▶ GOAL OF THE EXERCISE: Each line below that includes "pixel" counts once; report the total and nothing more.

▶ DATA FOR THE TASK:
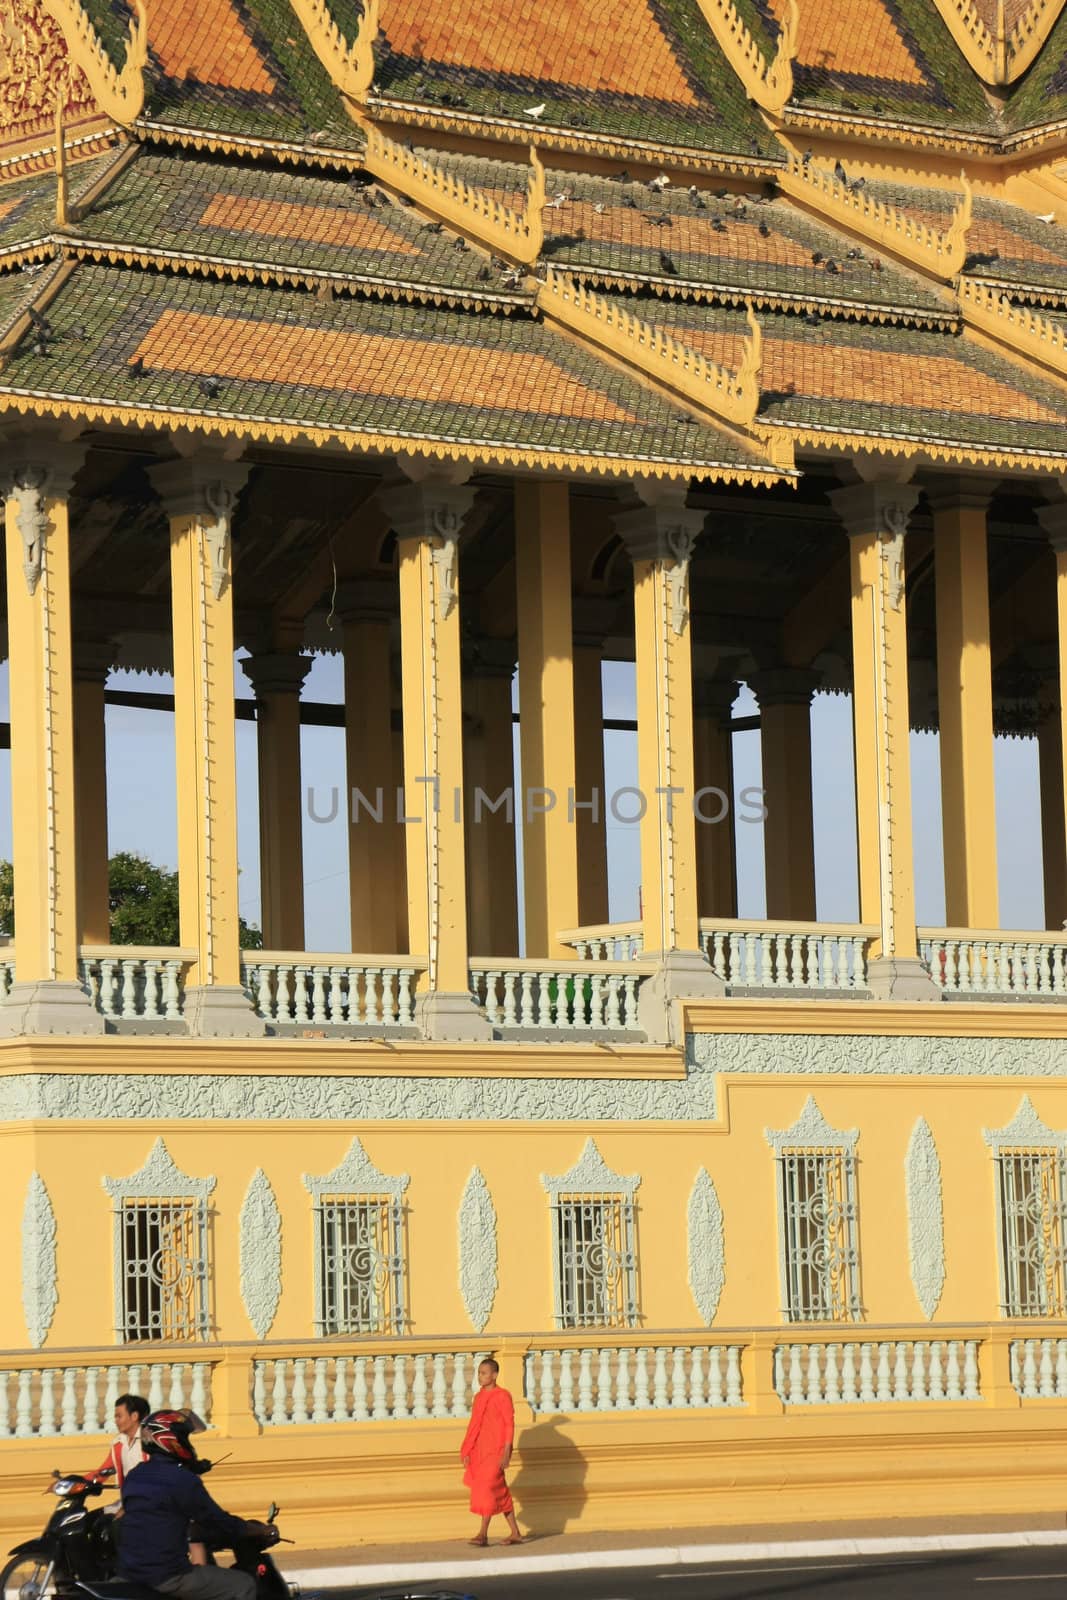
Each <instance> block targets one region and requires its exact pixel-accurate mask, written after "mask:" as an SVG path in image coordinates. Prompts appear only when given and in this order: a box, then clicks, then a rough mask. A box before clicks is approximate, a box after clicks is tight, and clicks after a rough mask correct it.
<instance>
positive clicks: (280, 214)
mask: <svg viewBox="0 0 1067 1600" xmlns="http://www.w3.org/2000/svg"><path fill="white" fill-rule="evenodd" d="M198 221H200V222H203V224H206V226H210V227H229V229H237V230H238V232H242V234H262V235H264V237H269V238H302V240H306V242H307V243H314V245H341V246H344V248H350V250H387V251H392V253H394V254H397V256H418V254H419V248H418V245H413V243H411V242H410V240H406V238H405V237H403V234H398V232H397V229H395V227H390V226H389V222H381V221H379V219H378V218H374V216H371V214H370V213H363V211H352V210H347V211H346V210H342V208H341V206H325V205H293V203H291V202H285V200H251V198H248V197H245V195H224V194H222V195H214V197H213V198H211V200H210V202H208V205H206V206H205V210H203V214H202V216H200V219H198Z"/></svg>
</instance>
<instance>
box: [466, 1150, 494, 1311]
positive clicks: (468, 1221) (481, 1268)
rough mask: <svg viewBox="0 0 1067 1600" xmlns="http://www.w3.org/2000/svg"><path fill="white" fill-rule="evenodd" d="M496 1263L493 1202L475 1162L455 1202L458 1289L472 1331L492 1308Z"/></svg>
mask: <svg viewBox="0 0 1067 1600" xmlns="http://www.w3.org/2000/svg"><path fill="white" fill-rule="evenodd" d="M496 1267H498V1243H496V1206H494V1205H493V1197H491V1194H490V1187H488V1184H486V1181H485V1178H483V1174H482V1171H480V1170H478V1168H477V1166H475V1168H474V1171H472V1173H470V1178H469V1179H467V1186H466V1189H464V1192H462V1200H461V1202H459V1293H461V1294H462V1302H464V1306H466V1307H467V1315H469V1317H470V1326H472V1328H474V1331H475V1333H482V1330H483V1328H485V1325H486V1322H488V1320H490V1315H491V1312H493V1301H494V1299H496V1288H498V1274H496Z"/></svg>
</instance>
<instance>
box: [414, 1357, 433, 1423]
* * *
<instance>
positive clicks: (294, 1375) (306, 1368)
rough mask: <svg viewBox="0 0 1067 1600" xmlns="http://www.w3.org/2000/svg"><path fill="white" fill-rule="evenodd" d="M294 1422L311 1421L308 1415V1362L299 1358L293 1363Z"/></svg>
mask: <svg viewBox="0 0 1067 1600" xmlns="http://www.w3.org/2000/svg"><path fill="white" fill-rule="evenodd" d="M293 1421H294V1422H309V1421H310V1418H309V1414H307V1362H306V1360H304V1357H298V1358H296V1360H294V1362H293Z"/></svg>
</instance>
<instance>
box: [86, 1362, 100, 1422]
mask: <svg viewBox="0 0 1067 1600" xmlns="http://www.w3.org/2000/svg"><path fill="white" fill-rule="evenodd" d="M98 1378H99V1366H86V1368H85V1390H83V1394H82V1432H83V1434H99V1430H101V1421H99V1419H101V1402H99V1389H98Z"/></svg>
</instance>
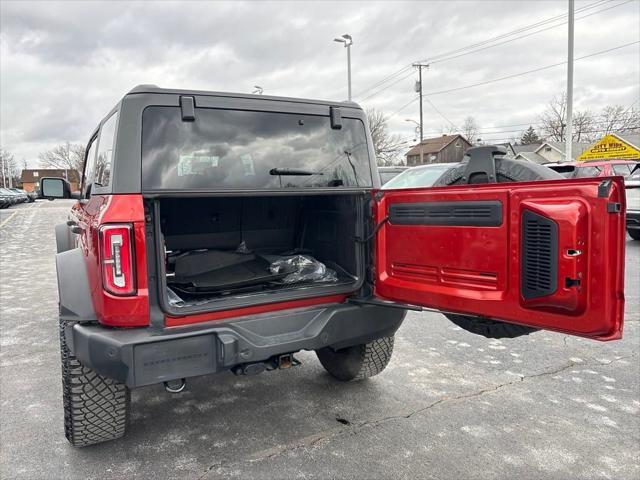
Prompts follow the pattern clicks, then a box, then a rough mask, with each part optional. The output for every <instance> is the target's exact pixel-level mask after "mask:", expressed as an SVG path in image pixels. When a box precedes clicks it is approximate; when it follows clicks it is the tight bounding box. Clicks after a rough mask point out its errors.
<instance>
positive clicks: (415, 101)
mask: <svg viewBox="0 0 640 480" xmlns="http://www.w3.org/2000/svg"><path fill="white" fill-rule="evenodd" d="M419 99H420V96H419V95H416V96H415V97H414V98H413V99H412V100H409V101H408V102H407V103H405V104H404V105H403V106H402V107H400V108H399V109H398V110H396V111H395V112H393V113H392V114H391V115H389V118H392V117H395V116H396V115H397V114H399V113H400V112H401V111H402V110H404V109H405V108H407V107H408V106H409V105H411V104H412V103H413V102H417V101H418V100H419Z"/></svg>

▶ RESPONSE TO THIS TASK: 2